#### [YOUR OBJECTIVE]
The answer is a single figure: how many lines below contain the word "plaid".

Items from a dataset:
|---|
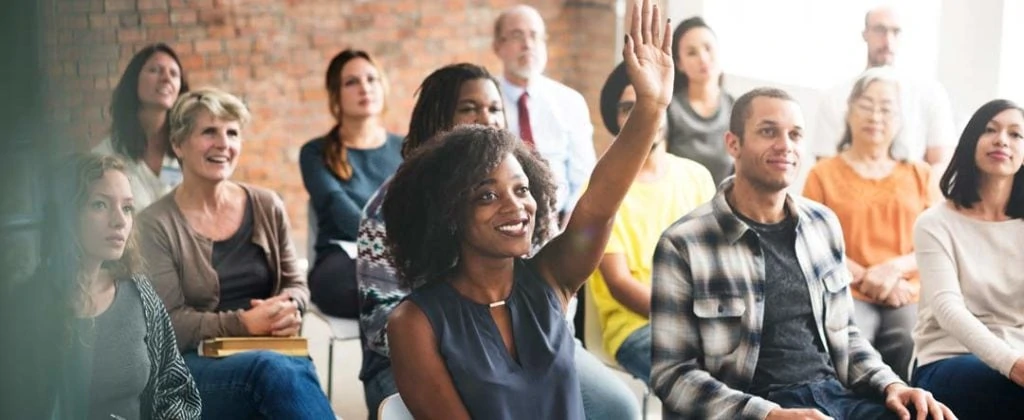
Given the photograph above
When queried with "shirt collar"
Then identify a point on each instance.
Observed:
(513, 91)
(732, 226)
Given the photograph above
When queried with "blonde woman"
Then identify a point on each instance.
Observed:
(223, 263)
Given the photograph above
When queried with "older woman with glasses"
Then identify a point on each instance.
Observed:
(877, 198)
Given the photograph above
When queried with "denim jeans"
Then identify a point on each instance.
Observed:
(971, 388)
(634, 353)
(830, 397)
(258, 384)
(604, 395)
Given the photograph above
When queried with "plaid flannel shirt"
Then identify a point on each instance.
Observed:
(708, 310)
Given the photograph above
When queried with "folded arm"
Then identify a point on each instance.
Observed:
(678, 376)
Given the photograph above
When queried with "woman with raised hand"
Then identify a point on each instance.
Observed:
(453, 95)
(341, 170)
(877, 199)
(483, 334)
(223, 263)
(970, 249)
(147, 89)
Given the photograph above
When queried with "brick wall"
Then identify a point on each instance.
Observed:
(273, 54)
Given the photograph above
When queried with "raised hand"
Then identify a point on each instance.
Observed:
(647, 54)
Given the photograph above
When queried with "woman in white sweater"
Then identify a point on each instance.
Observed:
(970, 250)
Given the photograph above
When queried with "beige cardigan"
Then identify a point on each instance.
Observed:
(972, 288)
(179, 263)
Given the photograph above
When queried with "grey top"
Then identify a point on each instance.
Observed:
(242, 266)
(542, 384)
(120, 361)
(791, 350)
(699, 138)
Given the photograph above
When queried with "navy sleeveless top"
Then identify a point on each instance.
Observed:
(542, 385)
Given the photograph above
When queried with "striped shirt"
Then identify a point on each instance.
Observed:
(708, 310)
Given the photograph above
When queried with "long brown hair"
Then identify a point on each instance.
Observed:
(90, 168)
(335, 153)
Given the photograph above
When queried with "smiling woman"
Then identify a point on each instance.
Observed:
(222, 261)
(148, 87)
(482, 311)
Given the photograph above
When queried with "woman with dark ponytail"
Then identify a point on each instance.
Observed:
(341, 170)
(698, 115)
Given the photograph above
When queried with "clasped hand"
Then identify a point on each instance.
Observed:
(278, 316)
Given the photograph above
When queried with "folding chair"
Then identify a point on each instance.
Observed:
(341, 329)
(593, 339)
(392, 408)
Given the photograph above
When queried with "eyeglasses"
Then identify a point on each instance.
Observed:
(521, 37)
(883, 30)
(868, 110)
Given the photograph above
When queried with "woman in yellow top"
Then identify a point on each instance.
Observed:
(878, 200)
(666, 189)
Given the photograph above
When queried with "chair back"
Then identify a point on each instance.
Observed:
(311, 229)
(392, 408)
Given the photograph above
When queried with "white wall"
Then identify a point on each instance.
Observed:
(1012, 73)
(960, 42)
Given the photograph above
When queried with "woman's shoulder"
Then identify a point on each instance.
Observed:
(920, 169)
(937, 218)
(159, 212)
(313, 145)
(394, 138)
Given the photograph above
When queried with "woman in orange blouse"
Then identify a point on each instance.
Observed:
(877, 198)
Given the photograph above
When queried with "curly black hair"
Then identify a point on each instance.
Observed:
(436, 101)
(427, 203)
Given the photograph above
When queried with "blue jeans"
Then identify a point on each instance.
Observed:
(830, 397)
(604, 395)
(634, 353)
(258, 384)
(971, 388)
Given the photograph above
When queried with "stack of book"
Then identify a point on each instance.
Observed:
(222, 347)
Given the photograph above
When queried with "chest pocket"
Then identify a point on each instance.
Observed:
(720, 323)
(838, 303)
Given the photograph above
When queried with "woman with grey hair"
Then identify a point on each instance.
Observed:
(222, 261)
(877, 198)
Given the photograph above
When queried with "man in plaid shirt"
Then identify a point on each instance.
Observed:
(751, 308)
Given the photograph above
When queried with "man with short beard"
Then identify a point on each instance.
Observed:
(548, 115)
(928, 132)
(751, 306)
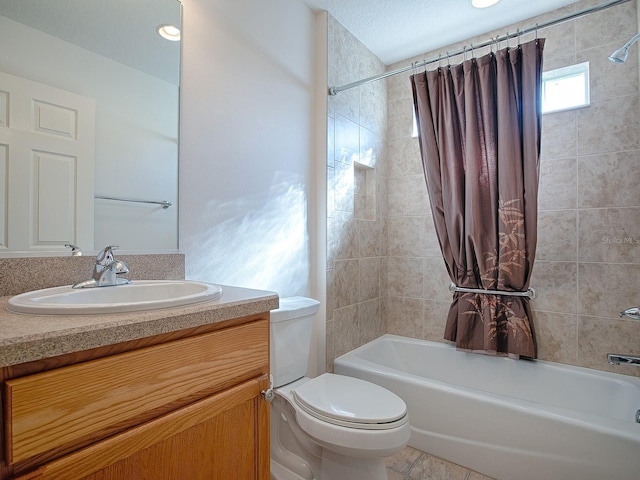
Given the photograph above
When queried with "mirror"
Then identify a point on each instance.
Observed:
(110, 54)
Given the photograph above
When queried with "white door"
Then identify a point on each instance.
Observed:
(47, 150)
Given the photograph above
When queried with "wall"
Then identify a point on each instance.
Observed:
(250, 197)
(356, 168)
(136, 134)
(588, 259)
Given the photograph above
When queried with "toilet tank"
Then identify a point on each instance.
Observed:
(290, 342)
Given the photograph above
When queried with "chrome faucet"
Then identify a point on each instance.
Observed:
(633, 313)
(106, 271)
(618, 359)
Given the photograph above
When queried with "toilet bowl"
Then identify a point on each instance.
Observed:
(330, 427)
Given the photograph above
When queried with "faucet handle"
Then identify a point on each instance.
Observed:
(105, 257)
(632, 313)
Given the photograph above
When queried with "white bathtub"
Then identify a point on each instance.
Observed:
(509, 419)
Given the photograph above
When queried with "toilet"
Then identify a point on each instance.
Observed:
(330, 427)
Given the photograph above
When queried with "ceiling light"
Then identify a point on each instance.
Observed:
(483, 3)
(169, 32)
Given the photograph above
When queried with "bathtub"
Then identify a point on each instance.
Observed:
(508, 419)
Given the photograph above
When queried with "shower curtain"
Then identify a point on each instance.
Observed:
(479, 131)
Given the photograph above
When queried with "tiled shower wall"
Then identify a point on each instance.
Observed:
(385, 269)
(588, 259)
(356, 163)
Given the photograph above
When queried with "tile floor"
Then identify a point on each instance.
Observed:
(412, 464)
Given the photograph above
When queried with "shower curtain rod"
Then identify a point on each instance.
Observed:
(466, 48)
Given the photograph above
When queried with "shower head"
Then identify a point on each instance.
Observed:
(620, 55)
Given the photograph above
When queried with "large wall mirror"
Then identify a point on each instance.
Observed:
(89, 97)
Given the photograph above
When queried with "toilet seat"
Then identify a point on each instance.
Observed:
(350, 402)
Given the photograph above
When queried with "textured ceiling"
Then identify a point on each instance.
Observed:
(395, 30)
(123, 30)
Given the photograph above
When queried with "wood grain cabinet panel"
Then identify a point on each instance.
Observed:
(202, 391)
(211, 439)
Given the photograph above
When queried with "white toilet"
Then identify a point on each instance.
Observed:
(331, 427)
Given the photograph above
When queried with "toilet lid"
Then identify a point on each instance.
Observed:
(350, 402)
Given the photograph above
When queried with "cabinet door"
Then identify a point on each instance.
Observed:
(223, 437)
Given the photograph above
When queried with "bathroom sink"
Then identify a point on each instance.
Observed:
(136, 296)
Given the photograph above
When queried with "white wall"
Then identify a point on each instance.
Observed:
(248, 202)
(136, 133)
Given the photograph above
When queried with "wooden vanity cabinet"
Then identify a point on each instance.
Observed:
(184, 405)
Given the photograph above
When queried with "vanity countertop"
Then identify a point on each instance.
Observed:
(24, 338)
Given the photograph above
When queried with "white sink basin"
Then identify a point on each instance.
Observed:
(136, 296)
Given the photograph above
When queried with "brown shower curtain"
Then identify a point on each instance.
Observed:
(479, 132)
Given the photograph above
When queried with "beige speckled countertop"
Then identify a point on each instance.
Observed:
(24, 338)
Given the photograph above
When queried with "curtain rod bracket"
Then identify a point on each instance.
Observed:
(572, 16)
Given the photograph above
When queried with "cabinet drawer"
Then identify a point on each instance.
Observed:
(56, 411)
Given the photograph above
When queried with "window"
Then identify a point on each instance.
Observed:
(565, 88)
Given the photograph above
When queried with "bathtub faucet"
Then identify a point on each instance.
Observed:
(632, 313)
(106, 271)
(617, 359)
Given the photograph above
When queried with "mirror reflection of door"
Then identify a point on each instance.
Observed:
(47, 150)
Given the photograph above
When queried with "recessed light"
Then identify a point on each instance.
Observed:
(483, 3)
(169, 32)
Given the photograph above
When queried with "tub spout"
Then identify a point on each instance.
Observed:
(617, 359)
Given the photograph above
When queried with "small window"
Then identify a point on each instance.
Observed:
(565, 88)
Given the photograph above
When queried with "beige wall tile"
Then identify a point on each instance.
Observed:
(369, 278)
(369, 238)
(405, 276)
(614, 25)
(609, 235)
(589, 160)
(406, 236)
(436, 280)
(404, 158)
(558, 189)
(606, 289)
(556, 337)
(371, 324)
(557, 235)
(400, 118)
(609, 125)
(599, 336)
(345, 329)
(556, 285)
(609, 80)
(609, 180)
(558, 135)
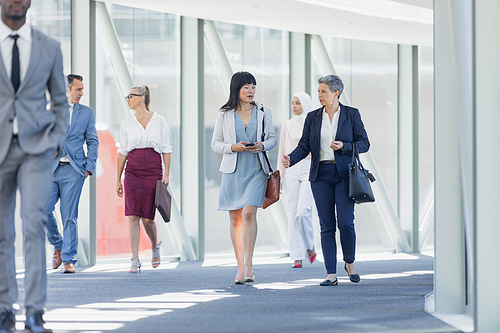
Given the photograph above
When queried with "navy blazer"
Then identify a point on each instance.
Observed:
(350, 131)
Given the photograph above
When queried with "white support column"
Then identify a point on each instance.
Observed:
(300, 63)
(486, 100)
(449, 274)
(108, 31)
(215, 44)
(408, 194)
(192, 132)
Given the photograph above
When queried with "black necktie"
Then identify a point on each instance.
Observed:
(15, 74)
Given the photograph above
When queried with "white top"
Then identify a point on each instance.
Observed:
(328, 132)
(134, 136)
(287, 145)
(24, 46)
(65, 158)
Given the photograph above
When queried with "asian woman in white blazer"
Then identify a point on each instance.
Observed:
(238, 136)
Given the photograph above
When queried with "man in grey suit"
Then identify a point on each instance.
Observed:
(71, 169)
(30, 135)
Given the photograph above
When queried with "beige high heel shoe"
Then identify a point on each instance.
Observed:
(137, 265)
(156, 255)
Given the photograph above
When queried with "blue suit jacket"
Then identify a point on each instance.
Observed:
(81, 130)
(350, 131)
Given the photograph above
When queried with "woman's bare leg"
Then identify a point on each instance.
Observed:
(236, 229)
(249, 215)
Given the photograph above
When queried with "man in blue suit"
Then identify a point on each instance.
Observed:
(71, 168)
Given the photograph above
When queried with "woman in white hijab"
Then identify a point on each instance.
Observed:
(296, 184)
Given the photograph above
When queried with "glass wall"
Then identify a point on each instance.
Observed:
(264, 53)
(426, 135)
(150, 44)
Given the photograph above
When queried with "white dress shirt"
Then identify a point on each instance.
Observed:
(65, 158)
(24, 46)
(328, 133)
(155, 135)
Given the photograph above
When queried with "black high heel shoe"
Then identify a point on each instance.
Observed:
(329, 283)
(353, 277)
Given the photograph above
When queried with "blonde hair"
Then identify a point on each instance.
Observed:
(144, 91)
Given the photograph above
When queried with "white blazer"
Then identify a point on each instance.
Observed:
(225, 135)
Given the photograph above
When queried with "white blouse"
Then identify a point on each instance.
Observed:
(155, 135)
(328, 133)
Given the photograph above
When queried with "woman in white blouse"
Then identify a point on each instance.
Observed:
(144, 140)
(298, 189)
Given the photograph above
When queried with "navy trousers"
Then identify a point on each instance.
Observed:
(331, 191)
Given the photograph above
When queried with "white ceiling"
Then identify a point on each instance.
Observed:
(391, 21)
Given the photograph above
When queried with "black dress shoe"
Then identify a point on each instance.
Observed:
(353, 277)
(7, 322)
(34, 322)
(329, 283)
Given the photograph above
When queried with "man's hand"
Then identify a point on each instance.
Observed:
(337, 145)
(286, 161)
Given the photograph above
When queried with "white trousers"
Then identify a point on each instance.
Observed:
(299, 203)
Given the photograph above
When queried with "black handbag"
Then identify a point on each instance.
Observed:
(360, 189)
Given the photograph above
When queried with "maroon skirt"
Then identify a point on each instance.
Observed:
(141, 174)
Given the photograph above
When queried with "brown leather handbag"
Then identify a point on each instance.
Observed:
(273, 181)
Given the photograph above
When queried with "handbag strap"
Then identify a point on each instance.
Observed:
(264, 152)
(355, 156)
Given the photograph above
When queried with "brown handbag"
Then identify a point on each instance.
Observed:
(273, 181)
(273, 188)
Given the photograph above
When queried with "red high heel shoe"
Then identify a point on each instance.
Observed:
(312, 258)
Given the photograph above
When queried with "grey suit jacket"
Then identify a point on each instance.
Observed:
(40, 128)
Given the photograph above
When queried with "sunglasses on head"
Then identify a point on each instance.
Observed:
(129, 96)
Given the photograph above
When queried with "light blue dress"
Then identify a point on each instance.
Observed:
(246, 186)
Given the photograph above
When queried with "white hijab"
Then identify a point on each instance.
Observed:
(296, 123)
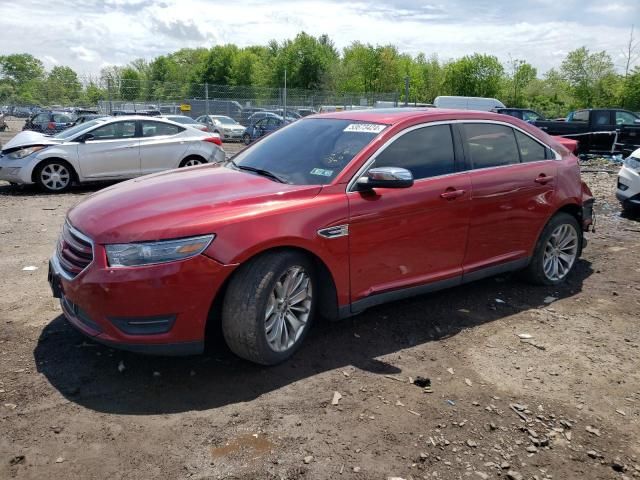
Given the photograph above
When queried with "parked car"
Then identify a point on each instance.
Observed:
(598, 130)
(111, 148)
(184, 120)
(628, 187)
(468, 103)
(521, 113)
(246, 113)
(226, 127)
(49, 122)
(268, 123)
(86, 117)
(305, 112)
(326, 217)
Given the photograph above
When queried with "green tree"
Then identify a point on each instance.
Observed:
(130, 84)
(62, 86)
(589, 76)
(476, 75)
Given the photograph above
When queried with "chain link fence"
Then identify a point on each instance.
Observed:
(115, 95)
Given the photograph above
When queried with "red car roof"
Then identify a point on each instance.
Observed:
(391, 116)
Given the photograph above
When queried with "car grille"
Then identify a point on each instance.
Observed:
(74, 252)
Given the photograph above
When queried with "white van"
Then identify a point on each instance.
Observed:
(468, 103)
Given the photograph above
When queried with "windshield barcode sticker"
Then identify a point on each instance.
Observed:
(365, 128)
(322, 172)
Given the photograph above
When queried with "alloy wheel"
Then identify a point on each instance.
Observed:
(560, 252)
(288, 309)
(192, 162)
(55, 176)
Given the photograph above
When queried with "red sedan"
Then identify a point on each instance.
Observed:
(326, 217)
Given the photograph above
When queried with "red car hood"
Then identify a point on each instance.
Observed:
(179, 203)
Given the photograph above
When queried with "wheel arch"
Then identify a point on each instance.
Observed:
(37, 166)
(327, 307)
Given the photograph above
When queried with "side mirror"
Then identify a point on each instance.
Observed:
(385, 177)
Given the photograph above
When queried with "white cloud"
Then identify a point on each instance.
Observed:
|---|
#### [REPLY]
2